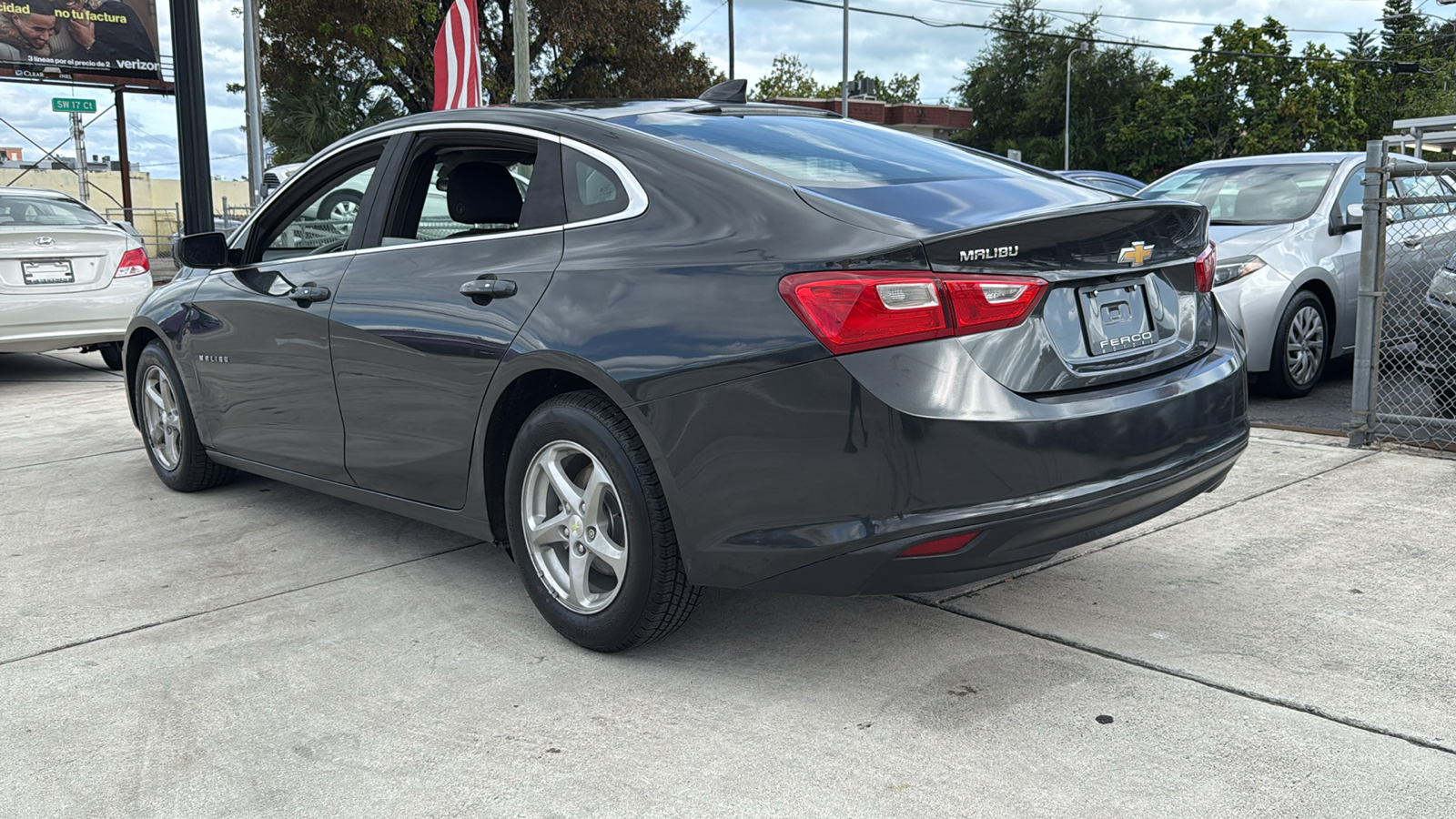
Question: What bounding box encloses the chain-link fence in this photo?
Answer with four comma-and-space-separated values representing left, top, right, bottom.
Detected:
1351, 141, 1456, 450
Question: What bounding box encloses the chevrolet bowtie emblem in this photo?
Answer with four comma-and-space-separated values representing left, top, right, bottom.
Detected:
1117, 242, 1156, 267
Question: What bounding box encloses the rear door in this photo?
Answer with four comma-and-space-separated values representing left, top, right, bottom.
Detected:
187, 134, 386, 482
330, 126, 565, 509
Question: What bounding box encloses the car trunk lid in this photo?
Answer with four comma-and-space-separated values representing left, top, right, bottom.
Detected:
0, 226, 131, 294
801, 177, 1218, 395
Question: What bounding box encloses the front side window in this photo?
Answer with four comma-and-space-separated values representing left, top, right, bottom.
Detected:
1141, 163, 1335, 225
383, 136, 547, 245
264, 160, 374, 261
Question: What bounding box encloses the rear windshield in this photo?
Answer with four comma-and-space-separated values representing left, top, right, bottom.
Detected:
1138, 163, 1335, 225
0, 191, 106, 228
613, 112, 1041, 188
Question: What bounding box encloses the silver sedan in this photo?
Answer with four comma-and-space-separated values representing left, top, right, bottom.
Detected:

# Given task
Swap every "encloses" in the items above for "surrounds", keeping everything else the same. Reproduce all the items without the pictures.

# Answer for this exercise
Question: What bounding box surrounds the chain-link fence in this photo?
Answer with four comma-and-space-separated values representing left, top, right, bottom.
Detected:
1351, 141, 1456, 450
Question: What bounding box surrounds the chevrolet bowtie emblem in this photo?
Answer with four comma-and-space-separated values representing left, top, right, bottom.
Detected:
1117, 242, 1156, 267
Question: What bounding box surrounds the rear door in this photo?
Answer with four comma-and-space-separated values representing left, top, right, bottom.
Detected:
187, 134, 386, 482
330, 126, 565, 509
Question: What bounding box surrounds the car trunk lid in this photo?
Answer with four comma-and-space-separated values representing left, top, right, bottom.
Detected:
0, 226, 131, 294
801, 177, 1218, 395
Question: What bounding box surrounds the front side window in this photo?
Answer with four comma-and-space-separated values representing left, top, right, bottom.
Detected:
1141, 163, 1335, 225
383, 136, 547, 245
264, 160, 374, 261
Question: What bounding box surrounds the rear windshield in this photo?
Answer with four comma-and-space-separated values representing left, top, right, bottom.
Detected:
1138, 163, 1335, 225
0, 191, 106, 228
613, 112, 1041, 188
Question: What bounding box surrounds the silver sedan in this photo?
Answer with four comma-and-space-separated values representing left, top, right, bottom.
Detected:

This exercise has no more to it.